_Page text_:

▽

Every ten metres the word ‘Kiosco’ is painted in naive letters next to a small gap in the block, covered in a grill. Below the hatches are written: ‘Refresco, Bocadillo, Patatas’ with an arrow aimed at the hole.

On a white wall opposite a car park in giant handwritten letters, pointing to a parking space is the word ‘Estaca’ - which means ‘stake’.

Children walk around in barefeet, playing on smartphones. Facing the road, on red plastic chairs branded with Estrella - the beer of Barcelona - are the men of the Spanish Roma, in tight-fitting t-shirts, with rounded bellies and thick moustaches curled at the end.

Heavy-set women in headscarves, loose-fitting tops, flowery dresses, and with large golden ear-rings step out from the pavement and come up to the car. On the passenger side, one knocks on the window with a strong bang.

“I want to talk to you!” she shouts. “Don’t be afraid!”

We drive on, and more women come out to the road, dressed in the cliched costume of the gypsy.

We are from Romania, and we think they are Romanian. We make that assumption. But they are not. They are Spanish.

Another woman:

“I want to talk to you!”

Another knock.

“Don’t be afraid!”

We turn onto a car park of cement and pebbles. Cars rattle across the stones - the cundas - packed with junkies paying five Euro a piece.

△

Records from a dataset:
▽

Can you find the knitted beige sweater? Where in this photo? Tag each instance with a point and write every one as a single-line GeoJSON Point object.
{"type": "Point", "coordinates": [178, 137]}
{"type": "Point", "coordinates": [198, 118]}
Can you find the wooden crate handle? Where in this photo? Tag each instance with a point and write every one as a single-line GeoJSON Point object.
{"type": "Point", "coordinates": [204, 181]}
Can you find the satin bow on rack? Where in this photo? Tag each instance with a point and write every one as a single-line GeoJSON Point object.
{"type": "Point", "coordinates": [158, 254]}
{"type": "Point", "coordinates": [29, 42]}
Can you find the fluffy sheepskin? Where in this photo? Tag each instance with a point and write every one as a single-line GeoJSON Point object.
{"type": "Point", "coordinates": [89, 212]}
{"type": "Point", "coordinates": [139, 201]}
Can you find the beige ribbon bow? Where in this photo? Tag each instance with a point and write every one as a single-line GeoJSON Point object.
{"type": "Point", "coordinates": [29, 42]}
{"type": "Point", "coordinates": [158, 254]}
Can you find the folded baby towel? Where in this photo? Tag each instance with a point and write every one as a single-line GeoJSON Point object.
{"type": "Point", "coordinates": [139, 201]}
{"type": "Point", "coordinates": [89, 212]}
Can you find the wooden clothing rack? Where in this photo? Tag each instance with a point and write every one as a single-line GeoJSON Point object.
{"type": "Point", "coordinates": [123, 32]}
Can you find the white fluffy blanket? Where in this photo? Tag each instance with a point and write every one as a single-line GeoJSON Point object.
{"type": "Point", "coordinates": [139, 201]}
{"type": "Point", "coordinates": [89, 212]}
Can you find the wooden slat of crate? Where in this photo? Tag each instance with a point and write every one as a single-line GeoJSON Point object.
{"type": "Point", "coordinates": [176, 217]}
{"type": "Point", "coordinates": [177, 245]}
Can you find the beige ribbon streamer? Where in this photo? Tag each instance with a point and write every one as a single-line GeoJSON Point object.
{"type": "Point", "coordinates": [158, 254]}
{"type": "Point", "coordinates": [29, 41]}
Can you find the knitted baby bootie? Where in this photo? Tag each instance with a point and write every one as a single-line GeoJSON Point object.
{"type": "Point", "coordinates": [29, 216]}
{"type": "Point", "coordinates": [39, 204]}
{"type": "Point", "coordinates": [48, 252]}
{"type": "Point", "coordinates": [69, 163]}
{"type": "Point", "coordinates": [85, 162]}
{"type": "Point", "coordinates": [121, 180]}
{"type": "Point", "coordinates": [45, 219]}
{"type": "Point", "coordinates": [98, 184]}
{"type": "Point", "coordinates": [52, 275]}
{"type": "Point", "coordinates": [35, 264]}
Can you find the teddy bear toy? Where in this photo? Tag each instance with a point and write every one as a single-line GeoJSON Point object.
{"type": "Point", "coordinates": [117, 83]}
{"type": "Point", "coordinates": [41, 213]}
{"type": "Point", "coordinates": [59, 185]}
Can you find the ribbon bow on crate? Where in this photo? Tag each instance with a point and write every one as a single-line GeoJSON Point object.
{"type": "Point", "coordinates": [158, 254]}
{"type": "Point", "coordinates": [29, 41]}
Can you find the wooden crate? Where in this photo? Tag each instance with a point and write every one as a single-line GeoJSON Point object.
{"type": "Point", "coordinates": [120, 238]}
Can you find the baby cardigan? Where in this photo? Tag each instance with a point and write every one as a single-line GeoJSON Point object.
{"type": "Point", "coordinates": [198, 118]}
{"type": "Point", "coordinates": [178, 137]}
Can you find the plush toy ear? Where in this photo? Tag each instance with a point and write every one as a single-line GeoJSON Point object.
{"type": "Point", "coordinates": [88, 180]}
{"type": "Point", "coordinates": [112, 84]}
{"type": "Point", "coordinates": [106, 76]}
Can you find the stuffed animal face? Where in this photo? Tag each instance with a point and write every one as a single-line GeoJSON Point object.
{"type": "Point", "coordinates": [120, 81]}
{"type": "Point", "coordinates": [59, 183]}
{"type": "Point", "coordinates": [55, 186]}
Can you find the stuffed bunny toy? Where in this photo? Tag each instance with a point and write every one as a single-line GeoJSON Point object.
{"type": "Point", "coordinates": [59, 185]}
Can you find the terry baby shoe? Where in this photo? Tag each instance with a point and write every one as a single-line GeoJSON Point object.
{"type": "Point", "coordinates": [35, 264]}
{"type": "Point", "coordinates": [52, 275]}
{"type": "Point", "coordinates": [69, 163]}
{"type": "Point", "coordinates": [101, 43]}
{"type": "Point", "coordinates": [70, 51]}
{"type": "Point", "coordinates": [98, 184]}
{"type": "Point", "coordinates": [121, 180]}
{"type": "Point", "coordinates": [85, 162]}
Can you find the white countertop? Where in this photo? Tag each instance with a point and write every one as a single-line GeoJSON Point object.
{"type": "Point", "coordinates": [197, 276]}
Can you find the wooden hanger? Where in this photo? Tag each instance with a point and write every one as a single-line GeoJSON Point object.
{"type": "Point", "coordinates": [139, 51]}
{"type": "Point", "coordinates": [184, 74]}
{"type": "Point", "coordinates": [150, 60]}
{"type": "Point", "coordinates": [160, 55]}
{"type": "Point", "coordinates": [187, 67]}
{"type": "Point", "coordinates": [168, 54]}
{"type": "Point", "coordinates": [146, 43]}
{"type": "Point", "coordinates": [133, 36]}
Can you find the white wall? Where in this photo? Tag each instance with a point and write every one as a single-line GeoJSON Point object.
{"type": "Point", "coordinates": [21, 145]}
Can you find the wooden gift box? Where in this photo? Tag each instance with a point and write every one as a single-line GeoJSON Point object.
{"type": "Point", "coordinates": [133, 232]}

△
▽

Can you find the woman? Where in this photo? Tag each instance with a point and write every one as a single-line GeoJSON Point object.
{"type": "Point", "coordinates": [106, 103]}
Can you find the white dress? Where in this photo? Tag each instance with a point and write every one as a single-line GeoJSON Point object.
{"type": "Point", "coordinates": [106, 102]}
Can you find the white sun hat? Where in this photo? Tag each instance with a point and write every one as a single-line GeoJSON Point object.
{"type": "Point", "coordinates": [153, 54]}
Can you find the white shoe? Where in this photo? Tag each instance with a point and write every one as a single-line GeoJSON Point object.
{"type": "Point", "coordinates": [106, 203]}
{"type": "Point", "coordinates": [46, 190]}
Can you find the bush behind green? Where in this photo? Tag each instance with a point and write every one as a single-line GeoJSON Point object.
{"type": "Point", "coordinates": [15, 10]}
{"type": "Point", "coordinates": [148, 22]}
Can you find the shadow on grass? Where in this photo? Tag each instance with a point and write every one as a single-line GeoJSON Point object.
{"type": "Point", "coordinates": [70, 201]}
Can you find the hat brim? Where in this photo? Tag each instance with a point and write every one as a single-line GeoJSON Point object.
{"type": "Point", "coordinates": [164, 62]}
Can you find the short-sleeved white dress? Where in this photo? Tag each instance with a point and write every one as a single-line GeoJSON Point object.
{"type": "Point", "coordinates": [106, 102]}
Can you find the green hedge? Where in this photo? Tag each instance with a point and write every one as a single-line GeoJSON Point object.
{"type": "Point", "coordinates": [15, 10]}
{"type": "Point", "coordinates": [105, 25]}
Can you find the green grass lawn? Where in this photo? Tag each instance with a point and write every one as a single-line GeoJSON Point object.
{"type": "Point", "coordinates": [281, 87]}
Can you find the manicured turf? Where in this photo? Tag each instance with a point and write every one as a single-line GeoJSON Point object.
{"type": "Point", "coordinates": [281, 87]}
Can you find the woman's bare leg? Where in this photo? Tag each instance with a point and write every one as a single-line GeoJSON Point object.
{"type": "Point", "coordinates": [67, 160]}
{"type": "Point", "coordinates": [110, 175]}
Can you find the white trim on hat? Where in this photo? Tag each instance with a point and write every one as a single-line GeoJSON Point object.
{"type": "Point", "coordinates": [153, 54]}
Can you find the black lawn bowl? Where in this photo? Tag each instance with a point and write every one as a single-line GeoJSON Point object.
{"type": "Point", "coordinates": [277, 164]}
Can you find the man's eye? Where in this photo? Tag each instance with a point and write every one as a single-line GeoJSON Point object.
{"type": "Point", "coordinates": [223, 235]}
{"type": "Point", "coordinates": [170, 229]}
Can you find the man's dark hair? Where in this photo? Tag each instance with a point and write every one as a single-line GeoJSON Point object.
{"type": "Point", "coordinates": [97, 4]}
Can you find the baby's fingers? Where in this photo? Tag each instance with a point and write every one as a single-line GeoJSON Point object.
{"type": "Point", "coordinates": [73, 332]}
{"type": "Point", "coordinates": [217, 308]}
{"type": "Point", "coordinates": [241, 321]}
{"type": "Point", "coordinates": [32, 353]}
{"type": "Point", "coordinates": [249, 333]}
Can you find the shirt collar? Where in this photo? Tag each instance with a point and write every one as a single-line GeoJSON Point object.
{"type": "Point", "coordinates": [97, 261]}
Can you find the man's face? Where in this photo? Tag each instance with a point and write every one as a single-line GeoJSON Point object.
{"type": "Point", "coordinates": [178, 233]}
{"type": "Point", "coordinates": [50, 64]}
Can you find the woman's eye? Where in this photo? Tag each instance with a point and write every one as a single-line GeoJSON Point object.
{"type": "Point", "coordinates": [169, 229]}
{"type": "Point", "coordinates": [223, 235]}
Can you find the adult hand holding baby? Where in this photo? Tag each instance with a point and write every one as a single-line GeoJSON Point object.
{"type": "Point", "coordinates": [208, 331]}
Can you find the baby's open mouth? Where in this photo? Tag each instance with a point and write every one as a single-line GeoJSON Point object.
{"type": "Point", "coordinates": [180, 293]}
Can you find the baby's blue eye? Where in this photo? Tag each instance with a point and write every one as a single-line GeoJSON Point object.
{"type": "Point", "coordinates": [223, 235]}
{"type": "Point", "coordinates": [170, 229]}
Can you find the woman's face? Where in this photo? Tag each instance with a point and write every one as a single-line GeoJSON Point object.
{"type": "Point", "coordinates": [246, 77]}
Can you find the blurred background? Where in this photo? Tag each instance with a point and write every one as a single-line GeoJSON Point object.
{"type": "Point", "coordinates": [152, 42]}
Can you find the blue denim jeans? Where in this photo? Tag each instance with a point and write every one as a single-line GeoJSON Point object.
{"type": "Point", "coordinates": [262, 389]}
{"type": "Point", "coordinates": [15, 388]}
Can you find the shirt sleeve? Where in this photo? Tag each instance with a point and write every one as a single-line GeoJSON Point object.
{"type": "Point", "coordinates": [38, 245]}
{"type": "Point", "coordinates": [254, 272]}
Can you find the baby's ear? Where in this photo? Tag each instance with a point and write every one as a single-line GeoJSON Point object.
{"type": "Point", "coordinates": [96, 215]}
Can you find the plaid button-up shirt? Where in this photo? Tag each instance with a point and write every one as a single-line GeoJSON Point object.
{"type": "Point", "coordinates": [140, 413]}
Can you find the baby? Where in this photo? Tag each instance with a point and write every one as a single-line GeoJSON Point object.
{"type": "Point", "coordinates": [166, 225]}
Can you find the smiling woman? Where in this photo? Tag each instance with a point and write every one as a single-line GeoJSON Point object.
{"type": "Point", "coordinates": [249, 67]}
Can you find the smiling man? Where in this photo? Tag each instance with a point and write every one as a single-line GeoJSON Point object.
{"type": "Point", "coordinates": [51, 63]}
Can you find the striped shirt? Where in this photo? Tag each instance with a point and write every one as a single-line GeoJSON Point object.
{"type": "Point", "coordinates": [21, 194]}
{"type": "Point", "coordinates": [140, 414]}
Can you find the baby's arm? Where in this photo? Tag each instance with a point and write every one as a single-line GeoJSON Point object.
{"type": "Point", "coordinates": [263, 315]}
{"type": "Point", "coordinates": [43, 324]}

△

_Work instruction_: Rewrite the street scene text from "Every ten metres" up to and including "at the end.", putting "white plastic chairs" in place of "red plastic chairs".

_Task answer_:
Every ten metres the word ‘Kiosco’ is painted in naive letters next to a small gap in the block, covered in a grill. Below the hatches are written: ‘Refresco, Bocadillo, Patatas’ with an arrow aimed at the hole.

On a white wall opposite a car park in giant handwritten letters, pointing to a parking space is the word ‘Estaca’ - which means ‘stake’.

Children walk around in barefeet, playing on smartphones. Facing the road, on white plastic chairs branded with Estrella - the beer of Barcelona - are the men of the Spanish Roma, in tight-fitting t-shirts, with rounded bellies and thick moustaches curled at the end.